(Named object pointing lines)
--
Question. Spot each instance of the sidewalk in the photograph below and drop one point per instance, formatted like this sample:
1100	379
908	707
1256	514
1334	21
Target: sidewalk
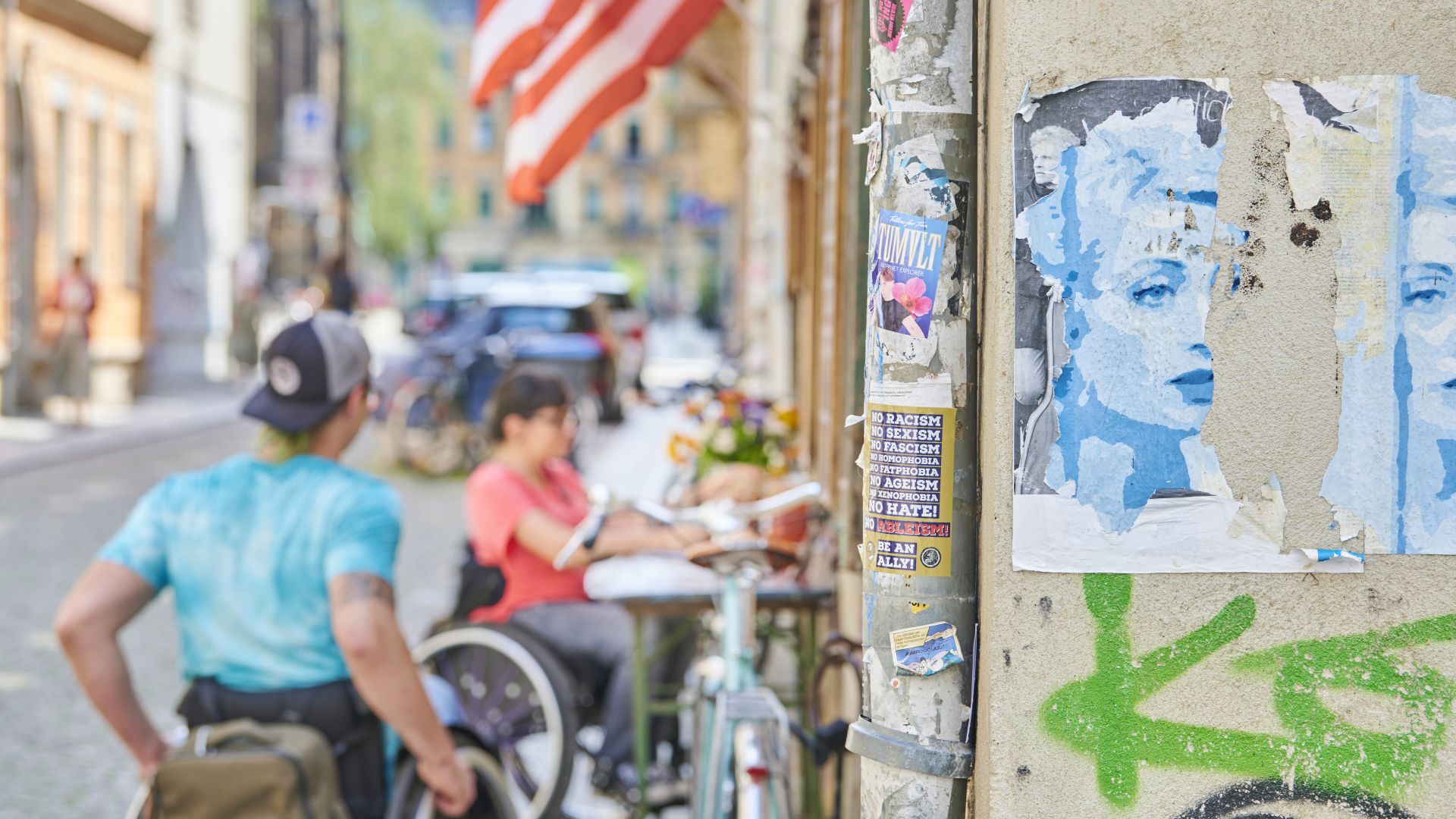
36	442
--
Rewrite the lines above, substituting "walkway" for every "sidewalk" and keeping everything else the same. Leave out the pictures.

Reply to the exercise:
Question. Spot each instance of the walkway in the photograph below and drop one point per instance, formatted like this sample:
1100	379
908	707
1256	514
1334	21
Target: walkway
36	442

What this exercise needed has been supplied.